■ **Task description**: Every line below should be repeated exactly as written.

■ **Extracted data**:
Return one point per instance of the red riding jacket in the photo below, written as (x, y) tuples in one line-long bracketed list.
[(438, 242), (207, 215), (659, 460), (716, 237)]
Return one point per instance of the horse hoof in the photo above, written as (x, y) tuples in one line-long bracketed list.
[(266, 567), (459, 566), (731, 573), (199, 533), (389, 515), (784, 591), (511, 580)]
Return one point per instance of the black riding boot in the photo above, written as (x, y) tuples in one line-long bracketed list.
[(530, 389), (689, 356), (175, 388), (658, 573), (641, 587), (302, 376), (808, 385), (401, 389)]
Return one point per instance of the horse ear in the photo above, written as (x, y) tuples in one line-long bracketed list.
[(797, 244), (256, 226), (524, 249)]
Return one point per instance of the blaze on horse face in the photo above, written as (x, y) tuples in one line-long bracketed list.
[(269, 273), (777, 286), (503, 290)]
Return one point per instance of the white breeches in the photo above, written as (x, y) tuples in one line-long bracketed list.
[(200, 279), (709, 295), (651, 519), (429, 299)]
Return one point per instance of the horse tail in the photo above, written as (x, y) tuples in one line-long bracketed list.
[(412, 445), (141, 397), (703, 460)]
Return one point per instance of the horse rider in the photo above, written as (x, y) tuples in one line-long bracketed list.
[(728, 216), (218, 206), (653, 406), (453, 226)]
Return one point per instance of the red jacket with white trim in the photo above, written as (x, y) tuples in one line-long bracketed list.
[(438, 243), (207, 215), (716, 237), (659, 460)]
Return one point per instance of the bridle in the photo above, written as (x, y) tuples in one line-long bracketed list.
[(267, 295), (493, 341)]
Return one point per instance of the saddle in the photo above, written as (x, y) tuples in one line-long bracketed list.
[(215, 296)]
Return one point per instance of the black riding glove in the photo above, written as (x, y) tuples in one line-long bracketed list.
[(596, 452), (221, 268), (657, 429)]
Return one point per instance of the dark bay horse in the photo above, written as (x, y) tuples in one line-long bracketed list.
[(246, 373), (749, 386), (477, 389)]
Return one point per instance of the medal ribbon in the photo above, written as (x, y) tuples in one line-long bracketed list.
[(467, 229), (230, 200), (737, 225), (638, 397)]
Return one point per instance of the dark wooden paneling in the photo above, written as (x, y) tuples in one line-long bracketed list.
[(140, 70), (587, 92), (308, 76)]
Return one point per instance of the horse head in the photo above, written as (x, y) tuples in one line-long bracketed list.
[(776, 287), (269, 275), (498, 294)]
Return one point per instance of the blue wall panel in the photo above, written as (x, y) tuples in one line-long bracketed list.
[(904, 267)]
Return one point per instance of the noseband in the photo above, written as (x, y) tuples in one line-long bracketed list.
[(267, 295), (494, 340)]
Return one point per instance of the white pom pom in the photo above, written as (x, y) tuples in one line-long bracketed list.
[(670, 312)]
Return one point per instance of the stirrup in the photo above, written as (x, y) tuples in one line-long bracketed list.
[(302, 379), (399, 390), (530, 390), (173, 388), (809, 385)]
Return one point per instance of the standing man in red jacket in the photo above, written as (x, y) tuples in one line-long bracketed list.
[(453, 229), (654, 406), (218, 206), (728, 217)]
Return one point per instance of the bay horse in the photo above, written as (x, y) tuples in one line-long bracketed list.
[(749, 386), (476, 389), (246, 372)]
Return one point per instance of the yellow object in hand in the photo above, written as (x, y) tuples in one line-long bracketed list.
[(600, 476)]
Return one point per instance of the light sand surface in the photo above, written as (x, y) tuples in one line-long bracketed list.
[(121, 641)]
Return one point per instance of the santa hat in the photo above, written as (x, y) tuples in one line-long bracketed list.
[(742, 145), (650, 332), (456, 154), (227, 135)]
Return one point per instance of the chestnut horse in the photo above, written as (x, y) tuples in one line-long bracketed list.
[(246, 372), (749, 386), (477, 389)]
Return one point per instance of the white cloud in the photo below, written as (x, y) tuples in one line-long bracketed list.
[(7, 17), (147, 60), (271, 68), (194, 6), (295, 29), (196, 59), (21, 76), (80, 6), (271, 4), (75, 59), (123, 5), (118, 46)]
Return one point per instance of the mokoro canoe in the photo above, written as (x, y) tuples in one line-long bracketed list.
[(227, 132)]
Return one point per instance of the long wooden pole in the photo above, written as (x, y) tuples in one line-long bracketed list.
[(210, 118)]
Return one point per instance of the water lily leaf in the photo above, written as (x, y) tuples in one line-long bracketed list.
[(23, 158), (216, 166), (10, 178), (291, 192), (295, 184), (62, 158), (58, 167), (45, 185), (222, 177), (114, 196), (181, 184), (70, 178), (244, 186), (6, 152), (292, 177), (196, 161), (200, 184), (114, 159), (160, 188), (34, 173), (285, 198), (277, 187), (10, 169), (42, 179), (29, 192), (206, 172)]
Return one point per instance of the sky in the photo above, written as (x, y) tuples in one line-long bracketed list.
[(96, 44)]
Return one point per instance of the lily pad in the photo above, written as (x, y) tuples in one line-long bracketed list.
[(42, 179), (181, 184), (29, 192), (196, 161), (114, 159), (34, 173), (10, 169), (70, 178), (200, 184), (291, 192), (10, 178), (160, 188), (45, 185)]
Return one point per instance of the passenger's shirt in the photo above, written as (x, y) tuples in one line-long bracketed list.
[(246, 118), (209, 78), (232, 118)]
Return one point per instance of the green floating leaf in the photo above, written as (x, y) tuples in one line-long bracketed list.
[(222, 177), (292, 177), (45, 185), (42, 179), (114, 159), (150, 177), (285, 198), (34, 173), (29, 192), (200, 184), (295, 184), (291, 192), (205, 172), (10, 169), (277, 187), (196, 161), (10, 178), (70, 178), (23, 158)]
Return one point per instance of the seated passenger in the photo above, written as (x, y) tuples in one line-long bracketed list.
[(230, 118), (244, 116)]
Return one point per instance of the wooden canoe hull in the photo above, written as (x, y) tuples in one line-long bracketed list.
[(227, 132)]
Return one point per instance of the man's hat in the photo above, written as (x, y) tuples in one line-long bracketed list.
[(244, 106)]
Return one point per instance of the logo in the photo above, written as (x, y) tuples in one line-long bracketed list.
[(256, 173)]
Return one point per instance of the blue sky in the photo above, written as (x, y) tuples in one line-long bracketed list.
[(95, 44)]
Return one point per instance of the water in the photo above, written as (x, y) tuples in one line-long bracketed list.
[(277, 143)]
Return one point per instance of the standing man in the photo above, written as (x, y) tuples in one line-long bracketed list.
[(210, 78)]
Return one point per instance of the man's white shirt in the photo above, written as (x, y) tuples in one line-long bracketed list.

■ **Answer space**:
Return one point per instance of the red riding jacket in the photo below, written as (x, y) tuples in one line-long bracketed list.
[(438, 242), (207, 215), (659, 460), (716, 237)]
Return one point per instance of the horse hoof in the photo above, written as (x, y) tuples in one line-long bracketed list.
[(266, 567), (459, 566), (731, 573), (199, 533), (389, 515), (784, 591), (511, 580)]
Return one point per instance of the black riding boot in the photo above, written as (x, y) tuples in one line-long bracketed list.
[(530, 389), (689, 356), (175, 388), (658, 573), (641, 587), (302, 376), (808, 385), (401, 389)]
Return one point per instance of the horse ear in the photo above, written as (x, y) tuples in one line-long bracketed list.
[(797, 244), (256, 226), (524, 249)]
Return one point per instance of the blaze on horse face in the photo above, written as (x, y) tuples in one line-long bracketed list.
[(269, 273), (777, 286), (503, 290)]
Return one point per instance of the white breeches in the photo above, written as (x, y) tuples in one line-long bracketed list.
[(200, 279), (709, 295), (651, 519), (429, 299)]
Return one point per instance of the horse tail in the photo above, written as (x, y) tuples in one line-long bracketed list.
[(412, 445), (141, 397), (703, 460)]
Return one point per instance of the horse rider in the photo above, written as (x, y) tuples in one line-long bracketed list.
[(728, 216), (218, 206), (653, 406), (453, 226)]
Return one point per instance of the red jacket with white trim in the photo above, written as (x, y) tuples in one line-long bracketed list.
[(438, 243), (207, 215), (716, 237), (659, 460)]
Return one point per instance of the bridle in the photo above, written as (x, y) tuples in one line-long bracketed list.
[(267, 295), (493, 341)]
Return one point per instance of the saddle in the photo above, written as (x, y) tuples in one line-long bracketed list.
[(215, 296)]
Return one point per instance of the black riding glove in the photo above, written as (x, y) tuples in one line-long bracketed list.
[(596, 452), (221, 268), (657, 429)]
Return one point per instance of the dark bay horse in the photo above, written as (x, y) tuples in one line-long bracketed list.
[(246, 373), (749, 386), (477, 389)]
Return one point per instance of the medal ribbon in the photo above, written as (x, y) tuples in one line-long bracketed list.
[(467, 229), (230, 200), (737, 225), (638, 397)]
Return one point per instance of the dark wooden paneling in the photo above, written as (x, y) tuples in one line-long bracketed list.
[(140, 70), (587, 92), (308, 76)]
Return one point per instance of the horse head in the photo above, written as (x, y) tuples in one line-long bracketed list.
[(776, 287), (269, 275), (498, 294)]
Return one point per instance of the blue wall panel in the photo above, written as (x, y) tuples in one line-long bracketed list.
[(904, 267)]
Return one point per instance of the noseband in the photo above, written as (x, y) tuples in one line-long bracketed list.
[(267, 295), (494, 340)]
Return one point per instance of the white pom pom in the photo above, written as (x, y) tuples in one line-long bracketed list.
[(670, 312)]
Return one point per instance of the stirrup in the photo above, written as (x, y) tuples in one line-long bracketed list.
[(302, 379), (399, 390), (530, 390), (173, 388), (809, 385)]
Return one point per instance of the standing man in red jacket in the photo above, written as (x, y) tuples in one line-long bracketed list.
[(453, 229), (654, 406), (218, 206), (728, 217)]
Return one point per instance of the bay horse in the photo above, written as (x, y) tuples in one line-long bracketed list.
[(749, 386), (476, 389), (246, 372)]
Return one point per instance of the yellow object in hand in the photo above, written as (x, y) tuples in one line-long bracketed list.
[(600, 476)]
Return one point per instance of the light sand surface in the photo above, written as (x, y) tuples in one line-long bracketed list.
[(121, 641)]
Return one point per instance of the santa hat in the photo above, written as (x, y) tuples in one line-long bracketed list.
[(742, 145), (650, 332), (456, 154), (227, 135)]
Return one point per instance of the chestnut horse in the photo above, written as (x, y) tuples in one line-long bracketed list.
[(246, 372), (749, 386), (477, 389)]
Return one point per instance of the white cloud in the photo below, written as (x, y) tuples in one line-long bracketed list.
[(7, 17), (147, 60), (271, 68), (194, 6), (295, 29), (196, 59), (21, 76), (80, 6), (271, 4), (75, 59), (123, 5), (118, 46)]
Return one point per instance of the mokoro canoe in the photo above, written as (x, y) tuples in one line-long bracketed list.
[(227, 132)]
Return one point per instance of the long wooden pole in the photo above, written as (x, y) tuples in one line-long bracketed list.
[(210, 118)]
Return one point per instance of the water lily leaf in the photo above, written as (x, y) tuples in one line-long bracketed list.
[(23, 158), (216, 166), (10, 178), (291, 192), (295, 184), (62, 158), (58, 167), (45, 185), (222, 177), (114, 196), (181, 184), (70, 178), (244, 186), (6, 152), (292, 177), (196, 161), (200, 184), (114, 159), (160, 188), (34, 173), (285, 198), (277, 187), (10, 169), (42, 179), (29, 192), (206, 172)]
Return one point per instance of the sky in the photo above, written as (x, y) tuples in one line-long bracketed list.
[(96, 44)]
Return one point per instance of the lily pad in the photo above, written as (x, y) tuples in one line-long bracketed list.
[(42, 179), (181, 184), (29, 192), (196, 161), (114, 159), (34, 173), (10, 169), (70, 178), (200, 184), (291, 192), (10, 178), (160, 188), (45, 185)]
Return one point per instance of the passenger's shirt in the photo above, written as (x, y) tuples in one line-long bracketed list.
[(246, 118), (209, 78), (232, 118)]
Return one point per instance of the green floating leaf in the photo above, written as (x, y) tuples in one line-long bracketed list.
[(222, 177), (292, 177), (45, 185), (42, 179), (114, 159), (150, 177), (285, 198), (34, 173), (29, 192), (200, 184), (295, 184), (291, 192), (205, 172), (10, 169), (277, 187), (196, 161), (10, 178), (70, 178), (23, 158)]
Return one point per instance of the seated passenger in the photo above, written as (x, y) tuples in one line-long bracketed list.
[(230, 118), (244, 116)]
Return one point per instance of the wooden canoe hull in the photo above, written as (x, y) tuples in one line-long bracketed list.
[(227, 132)]
Return one point per instance of the man's hat in the photo above, written as (x, y) tuples in one line-long bracketed list.
[(244, 106)]
Return one point per instance of the logo in the photo above, written as (x, y) tuples in one line-long bracketed list.
[(256, 173)]
Return one point per instance of the blue sky in the photo above, written as (x, y) tuples in one line-long bracketed list.
[(95, 44)]
Return one point per instance of the water in the photo above, written as (x, y) tuples in one line-long bracketed list.
[(277, 143)]
Return one point per instance of the standing man in the photo above, written as (x, y) tuples in one line-long bracketed list.
[(210, 78)]
Return one point per instance of the man's white shirt in the photo above, written as (x, y) tuples in one line-long bracketed list.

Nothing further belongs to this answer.